------ THE DATA
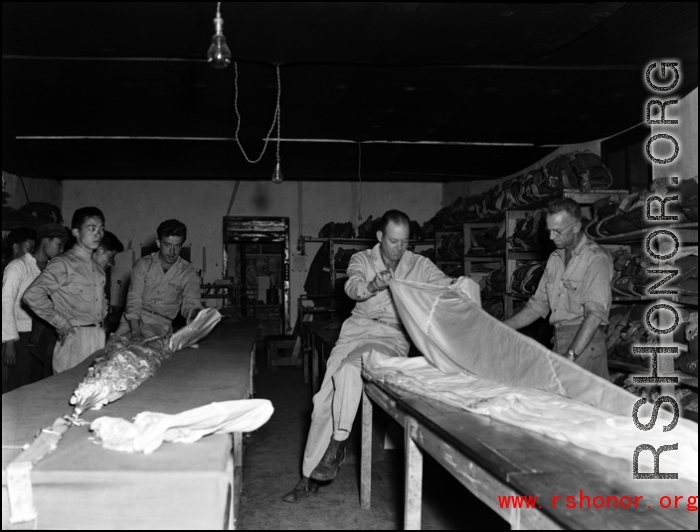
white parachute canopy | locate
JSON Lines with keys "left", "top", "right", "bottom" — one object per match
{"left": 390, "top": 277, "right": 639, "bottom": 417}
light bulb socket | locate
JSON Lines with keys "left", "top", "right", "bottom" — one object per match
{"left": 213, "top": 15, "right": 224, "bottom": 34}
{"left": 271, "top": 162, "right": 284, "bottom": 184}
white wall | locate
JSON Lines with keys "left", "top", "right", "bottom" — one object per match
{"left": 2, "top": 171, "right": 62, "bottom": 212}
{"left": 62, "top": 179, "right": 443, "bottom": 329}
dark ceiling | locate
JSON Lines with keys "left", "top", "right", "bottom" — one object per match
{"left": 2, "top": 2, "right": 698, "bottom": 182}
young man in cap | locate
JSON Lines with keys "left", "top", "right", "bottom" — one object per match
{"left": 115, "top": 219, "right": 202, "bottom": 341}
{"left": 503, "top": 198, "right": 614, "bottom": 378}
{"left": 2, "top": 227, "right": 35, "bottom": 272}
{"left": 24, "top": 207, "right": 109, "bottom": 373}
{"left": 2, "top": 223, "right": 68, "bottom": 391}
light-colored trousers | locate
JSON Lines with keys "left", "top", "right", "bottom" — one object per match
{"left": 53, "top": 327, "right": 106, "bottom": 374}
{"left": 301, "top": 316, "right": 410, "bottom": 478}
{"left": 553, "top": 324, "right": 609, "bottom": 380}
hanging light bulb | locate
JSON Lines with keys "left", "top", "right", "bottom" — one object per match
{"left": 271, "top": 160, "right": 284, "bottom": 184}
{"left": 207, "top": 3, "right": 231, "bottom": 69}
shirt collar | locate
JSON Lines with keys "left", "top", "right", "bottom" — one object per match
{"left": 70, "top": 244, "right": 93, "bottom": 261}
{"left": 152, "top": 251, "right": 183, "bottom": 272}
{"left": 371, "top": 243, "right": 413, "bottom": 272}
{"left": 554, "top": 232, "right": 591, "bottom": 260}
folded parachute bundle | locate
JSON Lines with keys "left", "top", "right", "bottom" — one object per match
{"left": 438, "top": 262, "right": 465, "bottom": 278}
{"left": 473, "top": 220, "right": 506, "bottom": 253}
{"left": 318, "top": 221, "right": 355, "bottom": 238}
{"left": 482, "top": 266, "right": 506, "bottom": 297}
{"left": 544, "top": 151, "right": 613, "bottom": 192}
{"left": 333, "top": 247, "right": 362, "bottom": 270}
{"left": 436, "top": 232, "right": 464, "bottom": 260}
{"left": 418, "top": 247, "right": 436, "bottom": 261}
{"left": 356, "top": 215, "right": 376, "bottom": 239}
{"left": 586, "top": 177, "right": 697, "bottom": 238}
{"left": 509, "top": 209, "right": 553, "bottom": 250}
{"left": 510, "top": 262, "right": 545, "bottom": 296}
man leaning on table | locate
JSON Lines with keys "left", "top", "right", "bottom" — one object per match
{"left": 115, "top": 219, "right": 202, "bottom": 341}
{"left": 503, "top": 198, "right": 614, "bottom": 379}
------------
## PROBLEM DESCRIPTION
Give the data above again in full and unchanged, skipping the pictures.

## WORKED SOLUTION
white parachute canopy | locate
JSON Lines with keys "left", "top", "right", "bottom" — one object per match
{"left": 390, "top": 277, "right": 639, "bottom": 417}
light bulb socket | locate
JSON Lines with keys "left", "top", "right", "bottom" — one object per match
{"left": 213, "top": 15, "right": 224, "bottom": 34}
{"left": 271, "top": 162, "right": 284, "bottom": 184}
white wall | locate
JSON Lines with keys "left", "top", "right", "bottom" — one object per match
{"left": 2, "top": 171, "right": 62, "bottom": 212}
{"left": 62, "top": 179, "right": 443, "bottom": 329}
dark ceiling | locate
JSON Lines with keys "left", "top", "right", "bottom" — one object per match
{"left": 2, "top": 2, "right": 698, "bottom": 182}
young man in cap | locate
JSON Lines with keys "left", "top", "right", "bottom" — one object per match
{"left": 115, "top": 219, "right": 202, "bottom": 341}
{"left": 503, "top": 198, "right": 614, "bottom": 378}
{"left": 2, "top": 227, "right": 35, "bottom": 272}
{"left": 24, "top": 207, "right": 109, "bottom": 373}
{"left": 2, "top": 223, "right": 68, "bottom": 391}
light-colored trousers | locate
JSON Lines with keys "left", "top", "right", "bottom" — one object per match
{"left": 53, "top": 327, "right": 106, "bottom": 374}
{"left": 301, "top": 316, "right": 410, "bottom": 478}
{"left": 553, "top": 324, "right": 609, "bottom": 380}
hanging light bulb | locate
JSON Lines with keys "left", "top", "right", "bottom" — one object per match
{"left": 271, "top": 160, "right": 284, "bottom": 184}
{"left": 207, "top": 3, "right": 231, "bottom": 69}
shirt collar | locate
JSON Lines with keys "left", "top", "right", "bottom" — one object per match
{"left": 70, "top": 244, "right": 93, "bottom": 261}
{"left": 152, "top": 251, "right": 183, "bottom": 272}
{"left": 371, "top": 243, "right": 413, "bottom": 272}
{"left": 554, "top": 232, "right": 591, "bottom": 260}
folded parachute bundle | locate
JSON Lines with keys "left", "top", "right", "bottom" — one object per match
{"left": 438, "top": 262, "right": 465, "bottom": 278}
{"left": 473, "top": 220, "right": 506, "bottom": 253}
{"left": 318, "top": 221, "right": 355, "bottom": 238}
{"left": 482, "top": 266, "right": 506, "bottom": 297}
{"left": 544, "top": 151, "right": 613, "bottom": 192}
{"left": 333, "top": 247, "right": 362, "bottom": 270}
{"left": 436, "top": 232, "right": 464, "bottom": 260}
{"left": 418, "top": 247, "right": 436, "bottom": 261}
{"left": 356, "top": 215, "right": 376, "bottom": 239}
{"left": 586, "top": 177, "right": 697, "bottom": 238}
{"left": 509, "top": 209, "right": 553, "bottom": 250}
{"left": 510, "top": 262, "right": 545, "bottom": 296}
man leaning on table | locate
JSON Lines with keys "left", "top", "right", "bottom" — one object per match
{"left": 115, "top": 219, "right": 202, "bottom": 341}
{"left": 503, "top": 198, "right": 614, "bottom": 379}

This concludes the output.